▸ **Task details**: Transcribe the entries exactly; images are not part of the copy.

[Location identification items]
□ □ □ □
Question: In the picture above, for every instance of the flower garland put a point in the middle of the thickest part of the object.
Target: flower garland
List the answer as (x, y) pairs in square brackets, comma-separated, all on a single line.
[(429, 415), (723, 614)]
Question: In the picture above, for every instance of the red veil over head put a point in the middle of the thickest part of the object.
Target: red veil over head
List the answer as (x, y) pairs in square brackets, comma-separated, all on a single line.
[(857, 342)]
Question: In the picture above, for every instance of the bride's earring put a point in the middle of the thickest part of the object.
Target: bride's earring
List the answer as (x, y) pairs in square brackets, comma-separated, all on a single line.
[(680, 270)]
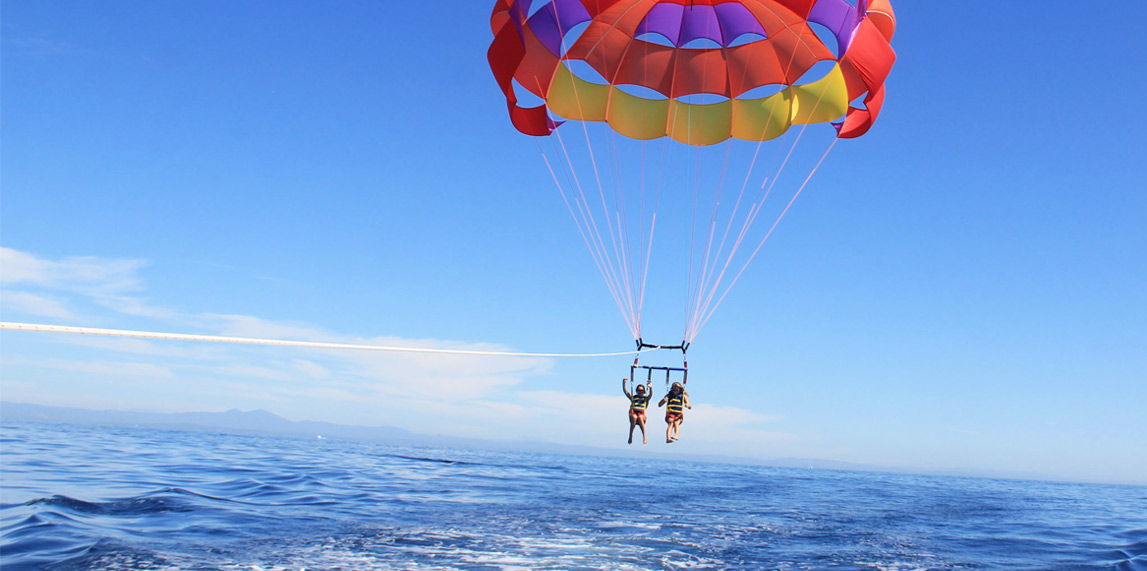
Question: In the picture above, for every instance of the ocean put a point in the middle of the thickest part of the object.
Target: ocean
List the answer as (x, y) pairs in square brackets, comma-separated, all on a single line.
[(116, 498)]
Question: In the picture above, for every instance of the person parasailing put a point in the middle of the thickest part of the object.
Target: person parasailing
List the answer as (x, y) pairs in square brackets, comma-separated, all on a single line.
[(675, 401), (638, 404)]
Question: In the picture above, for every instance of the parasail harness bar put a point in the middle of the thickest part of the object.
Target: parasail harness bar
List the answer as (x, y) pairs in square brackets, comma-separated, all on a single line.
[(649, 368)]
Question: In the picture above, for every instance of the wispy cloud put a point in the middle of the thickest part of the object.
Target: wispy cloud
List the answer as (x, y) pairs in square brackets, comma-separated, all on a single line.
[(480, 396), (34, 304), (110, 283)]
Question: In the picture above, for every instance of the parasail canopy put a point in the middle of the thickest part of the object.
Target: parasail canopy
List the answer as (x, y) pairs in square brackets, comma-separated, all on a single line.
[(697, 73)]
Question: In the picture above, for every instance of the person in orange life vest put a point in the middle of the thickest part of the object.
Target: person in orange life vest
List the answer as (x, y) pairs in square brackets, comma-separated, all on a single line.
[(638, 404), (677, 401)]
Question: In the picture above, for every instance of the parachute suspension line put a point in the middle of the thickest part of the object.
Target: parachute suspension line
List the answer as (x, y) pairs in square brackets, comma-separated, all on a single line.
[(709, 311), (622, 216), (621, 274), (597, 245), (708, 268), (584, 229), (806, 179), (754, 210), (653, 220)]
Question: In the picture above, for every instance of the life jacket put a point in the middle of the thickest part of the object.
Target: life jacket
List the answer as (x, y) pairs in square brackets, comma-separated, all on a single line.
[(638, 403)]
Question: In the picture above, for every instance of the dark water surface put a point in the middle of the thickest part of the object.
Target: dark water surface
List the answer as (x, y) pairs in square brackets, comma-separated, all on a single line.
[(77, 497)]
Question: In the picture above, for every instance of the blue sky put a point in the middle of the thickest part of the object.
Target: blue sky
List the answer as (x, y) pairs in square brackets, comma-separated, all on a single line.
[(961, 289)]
□ □ □ □
▸ **Task solution**:
Question: In the picture above, for every instance of the flower garland put a point in the middle of the thickest part of the object.
Target: flower garland
List the answer as (x, y) pairs in square brackets, comma-separated, all on a single line.
[(429, 415), (723, 614)]
Question: In the picture above, for every instance of the red veil over head put a point in the middle of the thickest part of the object.
Target: red veil over head
List the answer as (x, y) pairs in square brackets, comma-separated, all on a single line.
[(857, 342)]
Question: In the picture above, for every instance of the bride's earring put a point in the middle of the thickest part of the object.
Target: bride's earring
List the answer as (x, y) pairs in square brackets, comma-separated, all on a single line.
[(680, 270)]
Question: In the picture above, for every instance of the ocean put a point in the middle of the thickest part of the object.
Target: ocean
List the answer as (x, y) pairs in square brackets, comma-separated, all on a single line.
[(116, 498)]
Question: In the picture above, for every instance of the person parasailing put a point in the middle of the thickest part of the object.
Target: person parasailing
List the answer as (x, y) pairs in square brackets, comma-separated, all on a single line.
[(675, 401), (638, 404)]
Question: In the picture above, for every instance of the parasail harness bar put a point in the middle of the thickest part of the object.
Target: parasail harness bar
List the answer as (x, y) pairs in square brackets, comma-separated, all on a single line.
[(649, 368)]
Question: In the picture above, for every instance of the wispy cloud put a point in the middle of the thickest part of the object.
Target: wispy cloud
List the answer as (x, y) pairs in square brackets, comma-separated, all on a single line.
[(480, 396), (34, 304), (110, 283)]
Question: In the picture above, for every instance of the parasail canopy put a point in the middle of the thickest part of the object.
Target: parasail canopy
List the answer as (x, y) pairs in square brackets, comma-separated, all on a single line.
[(697, 73)]
Question: In the picture above, for every instance of the person in orange life vest put a point in the middle of the thickest part of the object.
Target: person in orange life vest
List the answer as (x, y) pairs in square brackets, comma-separated, all on a single line.
[(638, 404), (677, 401)]
Question: In the picture above, for every instance of the parachute suspension line put a point in the middle of the thickest part of the object.
Target: parachute suspension line
List the answer as (x, y) pairs in square brackets, comma-separated, all on a single line.
[(709, 311), (622, 216), (621, 274), (597, 245), (708, 268), (584, 229), (806, 179), (754, 210), (653, 220)]
Question: In the picture above, for every instance of the life jacket put a point in the middle of the thickest part of the object.
Target: life jacket
List the answer as (x, y) pairs in square brackets, comma-separated, all on a single line.
[(638, 403)]
Question: In the picture above, for every instance of the dark water surface put a point in the middle of the thickest part of the object.
Target: dark water surface
List the answer as (x, y) pairs in square brackets, comma-separated, all on a single line.
[(77, 497)]
Question: In the picture above, for every instance of the blue sky put a point in the middle of the thickest part of the object.
Target: blue sky
List the answer as (x, y) pairs in square brackets, comma-separated, all on a single line.
[(961, 289)]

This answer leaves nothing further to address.